Image-grounded pointing data ▸
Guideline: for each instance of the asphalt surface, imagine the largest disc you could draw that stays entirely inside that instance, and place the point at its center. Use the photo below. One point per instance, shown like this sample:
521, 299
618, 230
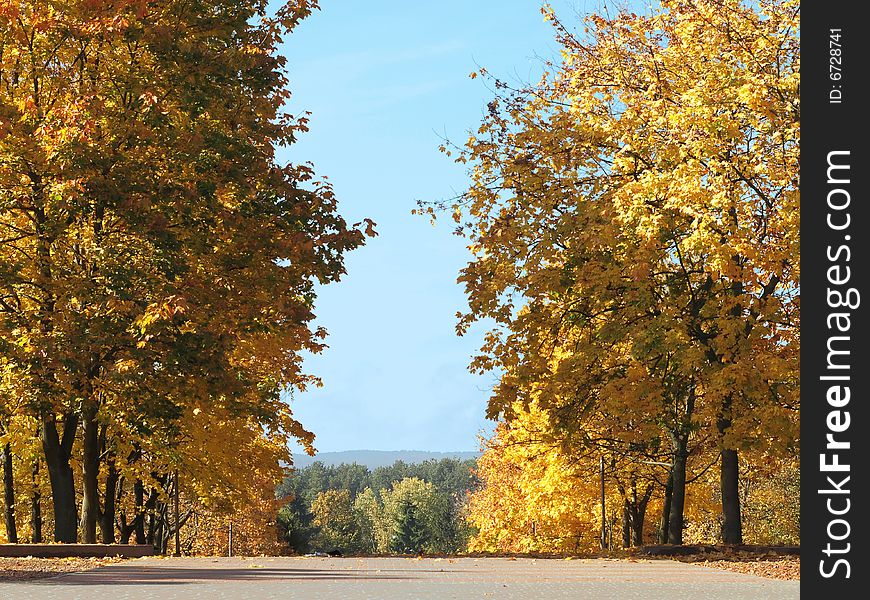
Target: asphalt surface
267, 578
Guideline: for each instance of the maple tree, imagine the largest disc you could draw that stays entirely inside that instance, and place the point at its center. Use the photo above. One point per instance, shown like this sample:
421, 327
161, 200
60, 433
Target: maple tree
634, 224
158, 263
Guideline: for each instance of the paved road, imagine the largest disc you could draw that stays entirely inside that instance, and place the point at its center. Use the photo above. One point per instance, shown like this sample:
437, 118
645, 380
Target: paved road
271, 578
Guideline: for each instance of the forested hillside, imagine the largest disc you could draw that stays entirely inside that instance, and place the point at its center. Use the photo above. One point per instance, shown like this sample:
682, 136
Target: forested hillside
403, 508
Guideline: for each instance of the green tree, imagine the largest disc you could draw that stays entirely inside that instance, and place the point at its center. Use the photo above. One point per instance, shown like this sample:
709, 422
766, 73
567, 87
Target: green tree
336, 523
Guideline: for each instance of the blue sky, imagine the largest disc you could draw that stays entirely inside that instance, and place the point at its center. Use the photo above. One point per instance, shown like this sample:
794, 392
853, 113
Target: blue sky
384, 80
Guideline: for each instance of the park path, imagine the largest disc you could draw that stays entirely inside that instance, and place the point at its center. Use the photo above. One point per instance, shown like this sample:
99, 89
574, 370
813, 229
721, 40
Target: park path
268, 578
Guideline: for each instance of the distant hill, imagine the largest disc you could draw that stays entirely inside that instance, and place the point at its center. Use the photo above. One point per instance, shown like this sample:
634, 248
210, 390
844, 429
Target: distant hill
377, 458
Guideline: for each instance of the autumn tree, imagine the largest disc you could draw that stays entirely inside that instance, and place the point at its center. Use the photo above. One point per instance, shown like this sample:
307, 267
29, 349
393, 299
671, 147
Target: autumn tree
158, 263
636, 211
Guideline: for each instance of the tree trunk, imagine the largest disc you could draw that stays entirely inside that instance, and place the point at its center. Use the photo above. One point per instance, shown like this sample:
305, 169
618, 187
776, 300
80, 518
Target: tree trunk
732, 531
35, 506
664, 523
139, 495
107, 517
678, 494
637, 516
90, 476
729, 479
9, 495
626, 526
63, 493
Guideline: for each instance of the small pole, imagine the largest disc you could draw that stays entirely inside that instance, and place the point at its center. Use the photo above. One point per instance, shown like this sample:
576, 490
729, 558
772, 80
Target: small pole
177, 522
603, 515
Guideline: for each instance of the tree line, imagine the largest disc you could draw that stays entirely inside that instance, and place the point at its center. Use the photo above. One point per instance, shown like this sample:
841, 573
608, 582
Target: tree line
157, 263
403, 508
634, 223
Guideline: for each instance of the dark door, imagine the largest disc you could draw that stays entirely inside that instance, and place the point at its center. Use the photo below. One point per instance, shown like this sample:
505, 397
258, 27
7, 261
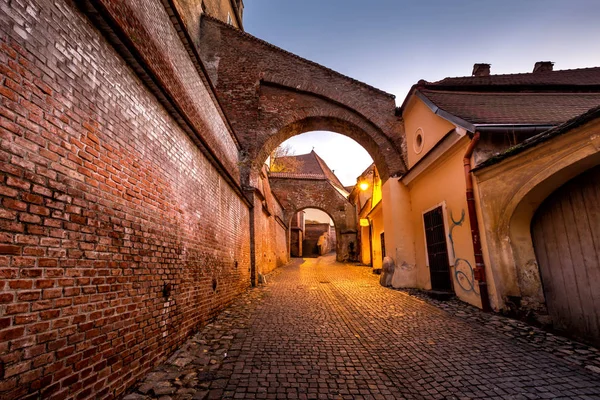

WHAT THE EXERCISE ASKS ▸
Every line of the data above should be quoted exactly. Omit the pictures.

ANSWER TO THE PROBLEM ▸
Guideline: for each instance of the asphalt surface, imagine the largest disc you could draw that stays entirely inside that instance, and place the point at its center. Use the photo below. One point per instance, shown like this sample:
521, 299
618, 230
Target: asphalt surface
267, 578
Guideline: for each instance of the maple tree, imagine the largest disc you could draw that stays entirely inside that instance, and place the point at its center. Use the photo above. One point per instance, shown like this sample:
421, 327
161, 200
60, 433
Target: maple tree
634, 224
158, 263
Guideline: for each instance of the paved road, imagine the largest disc you could draw that stays entirely inside that instance, and place the point at its center. Use the photo above. One point per instance, shown like this sample:
437, 118
645, 380
Target: paved road
271, 578
Guideline: for each instance of the forested hillside, imagine the largest disc you could draw that stays entirely inside that instance, and place the point at its center. Use the photo above. One point per instance, shown like this sample:
682, 136
Target: forested hillside
403, 508
Guideline: for each instance of the green tree, imagine the largest disc you could draw that stays entirely inside that instance, and place the point at its center. Use the photo above. One point per instance, shown like this sample:
709, 422
766, 73
567, 87
Target: green tree
336, 523
Guideline: for each instance of the blue sky, imagine the largest disc you could draw that stays entirely inside that instance, and place the point at its center. Use the photo above. One point per instance, shown like this sample:
794, 392
853, 113
Target: blue sky
384, 80
Guideline: for each instance of the park path, imagine the largest disc you could draw that stays entirely inside that instance, and place the point at its center. Use the photo above. One point per instance, shown like this sample:
99, 89
574, 370
813, 229
721, 40
Target: park path
268, 578
Guideline: for each instance of the distant hill, imagine the largest disc you could draw that stays entirely inside that instance, and place the point at its center. Use the photo above. One point per instance, shown like this sample:
634, 248
210, 390
844, 429
Target: distant hill
377, 458
Guideline: for each instance of the autumn tree, imagine the largest disc you could draw that stays entirely inside that instance, and place the point at its center. Use the photo above. One point per instance, shown like this sample:
307, 267
29, 349
393, 299
671, 147
Target: autumn tree
158, 263
636, 211
Guideline: for each instance of the tree trunk, imagine the largest disc you could draw that stays entirely inside that instance, and place the point at its center. Use the photo above. One point per instance, shown like this sample:
305, 169
618, 187
776, 300
80, 518
Target: tree trunk
732, 531
35, 506
664, 523
139, 495
107, 517
678, 494
637, 516
90, 476
729, 479
9, 495
626, 526
63, 493
Guideline: for each instance of the small pole, imagine the largest disc you could draw that stays entirely inside that instance, and place the point at its center. Use the photo above. One point per instance, shown like this sample:
576, 490
729, 558
772, 80
Target: small pole
177, 522
603, 515
Guideline: for each instance of the tree line, imagine the largest disc you could draw that stays entirely inside that instance, and place the point at its center. Use the photo above. One point per instance, shown like this sample:
841, 573
608, 582
Target: tree line
157, 263
403, 508
634, 223
Guideline: for each instance of the dark door, imagine the largest disc you could draw that stays entirely inside that instance, and place the point at its center. Use the photo below. One point per instance, shown like this sample:
505, 397
258, 27
7, 261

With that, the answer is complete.